— Start SELECTED PASSAGE —

Case Histories
Full Title: Case Histories: A Novel
Author / Editor: Kate Atkinson
Publisher: Back Bay Books, 2004
Review © Metapsychology Vol. 9, No. 31
Reviewer: Christian Perring, Ph.D.
Case Histories is a
sprawling novel with many characters, full of death and murder. The reader is introduced to several families
and comes to see the internal intrigues, lies, and disappointments that
occurred both before and after those families suffered a loss. Ultimately, the book takes a positive view
of the possibility of overcoming the damage and hurt caused by violent and
sudden deaths.
The book is set in Cambridge, England. The main protagonist is Jackson Brodie, in
his forties, divorced, and father of an eight-year-old girl. Brodie used to be in the army and the
police, but now he is a private investigator.
He is approached by two rather eccentric sisters, Julia and Amelia Land,
whose father has just died. In his
desk, they discover a toy belonging to their baby sister Olivia, who
disappeared in the middle of the night thirty-five years ago. The sisters want him to investigate the
mystery. Julia and Amelia are wonderful
characters, with very different personalities.
Julia is highly sexual and provocative, while Amelia is depressed and
conventional, and the two of them work like a comedy duo. At the funeral of their father, for whom
they felt no affection, they delight on their ability to just send him off
without ceremony, with just the two of them (dressed in bright colors) and
Brodie watching as the coffin disappears into the incinerator. As they walk outside on the hot summer’s
day, Julia cheerfully comments, "Not as hot as where Daddy is at the
moment."
Another of Brodie’s clients is Theo
Wyre, whose 18-year-old daughter Laura was murdered ten years ago. She had just
finished high school and she had started work helping out at his law office,
when a knife-wielding maniac rushed in and slashed her throat and rushed
out. The man was never caught. Theo keeps one of the rooms in his house
devoted to clues in her murder, gathering piles of information. Theo is naturally deeply unhappy, and he
whole life is centered around his dead daughter. His other daughter moved to Canada and he never sees her. He seems lost, and Brodie is not optimistic
about the chances of solving the case.

— End SELECTED PASSAGE —

[REQUIRED WORK]:
A – Reproduce word for word the part of the review of Case Histories that begins at the words "The book is" and stops after "a private investigator.".
B – In the records, rewrite the lines beginning at the line that has "highlight every baseboard" and stopping after the line that has "35;63;111;90", with "semicolons" replaced by "commas" and everything else unchanged.

— Start DATA ROWS —

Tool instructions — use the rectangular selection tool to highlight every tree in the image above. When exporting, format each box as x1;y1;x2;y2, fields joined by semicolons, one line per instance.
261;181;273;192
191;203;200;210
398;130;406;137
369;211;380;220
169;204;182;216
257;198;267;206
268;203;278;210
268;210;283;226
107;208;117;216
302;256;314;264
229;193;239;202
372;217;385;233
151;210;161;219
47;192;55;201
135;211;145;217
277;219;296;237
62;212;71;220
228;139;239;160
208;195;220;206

— End DATA ROWS —
— Start DATA ROWS —

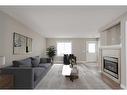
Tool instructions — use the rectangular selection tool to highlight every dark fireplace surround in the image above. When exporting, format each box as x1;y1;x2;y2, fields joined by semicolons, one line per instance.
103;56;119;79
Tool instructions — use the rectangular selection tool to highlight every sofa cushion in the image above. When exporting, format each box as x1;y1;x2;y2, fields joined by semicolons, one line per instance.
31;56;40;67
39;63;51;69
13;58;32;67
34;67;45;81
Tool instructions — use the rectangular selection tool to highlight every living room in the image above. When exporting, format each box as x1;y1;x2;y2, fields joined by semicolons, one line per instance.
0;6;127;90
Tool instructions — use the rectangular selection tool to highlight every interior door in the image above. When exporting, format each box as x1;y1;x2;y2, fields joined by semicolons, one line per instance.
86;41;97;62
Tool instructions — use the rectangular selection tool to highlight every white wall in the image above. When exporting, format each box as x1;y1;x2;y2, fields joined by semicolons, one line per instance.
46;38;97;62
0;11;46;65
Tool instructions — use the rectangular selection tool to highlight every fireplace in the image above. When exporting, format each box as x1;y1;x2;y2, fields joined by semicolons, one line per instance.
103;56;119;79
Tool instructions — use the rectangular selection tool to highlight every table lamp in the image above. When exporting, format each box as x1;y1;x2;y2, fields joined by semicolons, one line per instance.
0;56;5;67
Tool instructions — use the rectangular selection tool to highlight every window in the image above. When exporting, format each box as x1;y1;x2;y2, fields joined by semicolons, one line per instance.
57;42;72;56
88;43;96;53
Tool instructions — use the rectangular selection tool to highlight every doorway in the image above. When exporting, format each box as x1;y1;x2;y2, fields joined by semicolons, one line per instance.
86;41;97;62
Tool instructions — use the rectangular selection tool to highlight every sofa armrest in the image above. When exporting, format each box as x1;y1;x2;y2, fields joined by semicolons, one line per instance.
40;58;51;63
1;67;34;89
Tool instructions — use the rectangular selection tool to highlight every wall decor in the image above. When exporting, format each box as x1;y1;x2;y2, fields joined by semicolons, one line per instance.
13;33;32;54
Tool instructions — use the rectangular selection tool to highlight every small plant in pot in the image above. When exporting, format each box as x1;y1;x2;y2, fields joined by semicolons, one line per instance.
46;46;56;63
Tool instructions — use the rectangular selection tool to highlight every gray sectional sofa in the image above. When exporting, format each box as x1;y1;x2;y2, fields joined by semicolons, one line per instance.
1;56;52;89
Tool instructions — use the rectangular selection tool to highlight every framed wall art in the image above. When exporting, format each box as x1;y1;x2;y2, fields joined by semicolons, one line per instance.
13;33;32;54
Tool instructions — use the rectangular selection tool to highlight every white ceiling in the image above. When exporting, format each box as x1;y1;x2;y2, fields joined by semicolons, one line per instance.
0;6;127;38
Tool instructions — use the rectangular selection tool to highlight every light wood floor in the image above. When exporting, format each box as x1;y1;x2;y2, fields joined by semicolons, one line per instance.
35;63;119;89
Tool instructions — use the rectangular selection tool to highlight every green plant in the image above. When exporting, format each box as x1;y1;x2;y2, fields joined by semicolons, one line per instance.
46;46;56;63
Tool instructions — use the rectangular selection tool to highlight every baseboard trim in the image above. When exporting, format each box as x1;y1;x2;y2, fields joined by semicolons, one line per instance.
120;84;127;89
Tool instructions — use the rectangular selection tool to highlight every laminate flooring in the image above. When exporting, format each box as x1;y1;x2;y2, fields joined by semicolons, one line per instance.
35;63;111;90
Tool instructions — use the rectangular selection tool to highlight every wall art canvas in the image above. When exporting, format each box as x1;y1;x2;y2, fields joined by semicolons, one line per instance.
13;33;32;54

— End DATA ROWS —
— Start DATA ROWS —

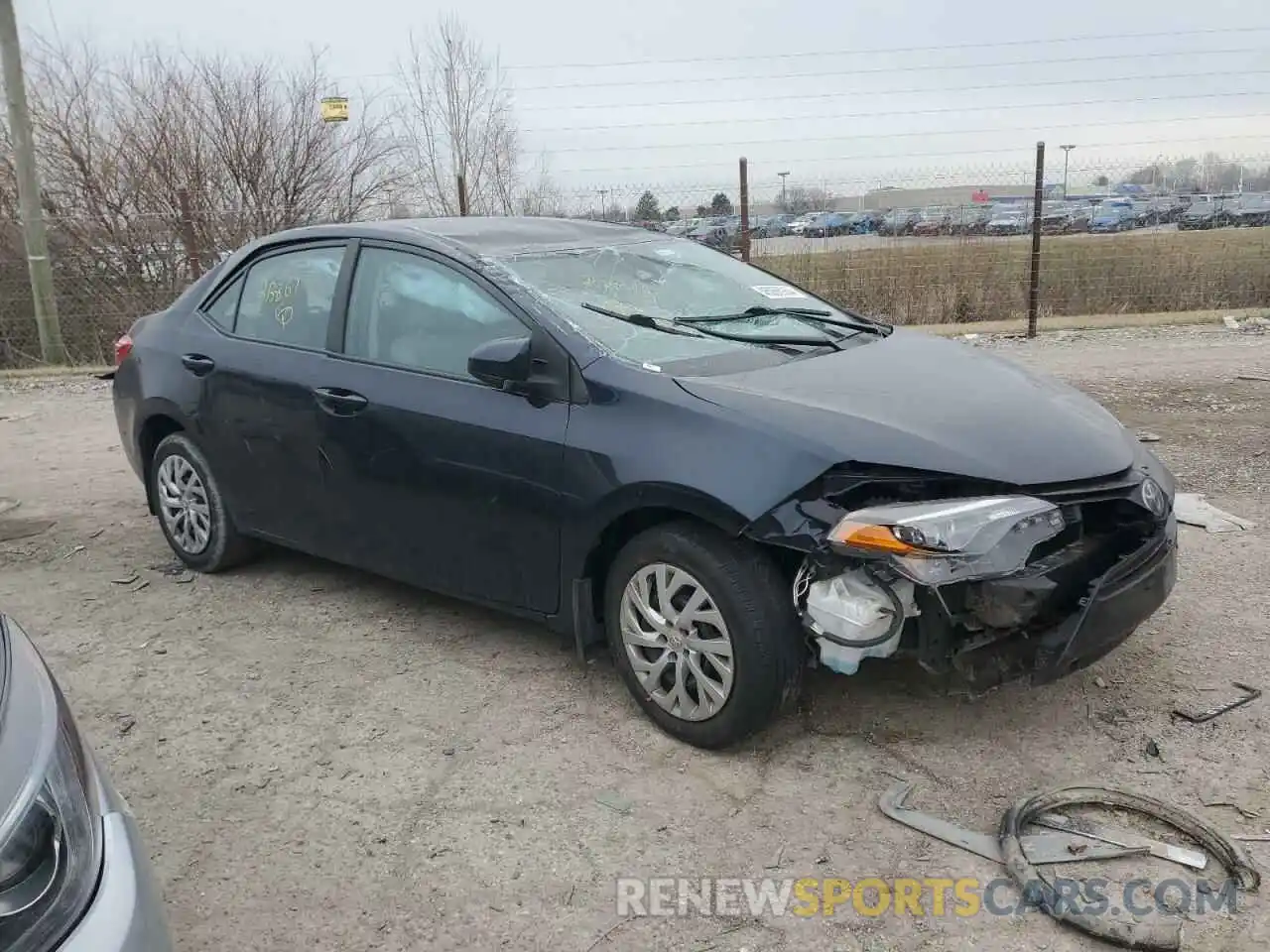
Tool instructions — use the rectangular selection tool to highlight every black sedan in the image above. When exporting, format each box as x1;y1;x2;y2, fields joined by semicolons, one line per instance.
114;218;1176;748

— End DATA ROWS —

[TASK-BY-TASK SOLUTIONS]:
A –
The book is set in Cambridge, England. The main protagonist is Jackson Brodie, in
his forties, divorced, and father of an eight-year-old girl. Brodie used to be in the army and the
police, but now he is a private investigator.

B –
Tool instructions — use the rectangular selection tool to highlight every baseboard trim in the image above. When exporting, format each box as x1;y1;x2;y2, fields joined by commas, one line per instance.
120;84;127;89
Tool instructions — use the rectangular selection tool to highlight every laminate flooring in the image above. When exporting, format each box as x1;y1;x2;y2, fields joined by commas, one line per instance.
35;63;111;90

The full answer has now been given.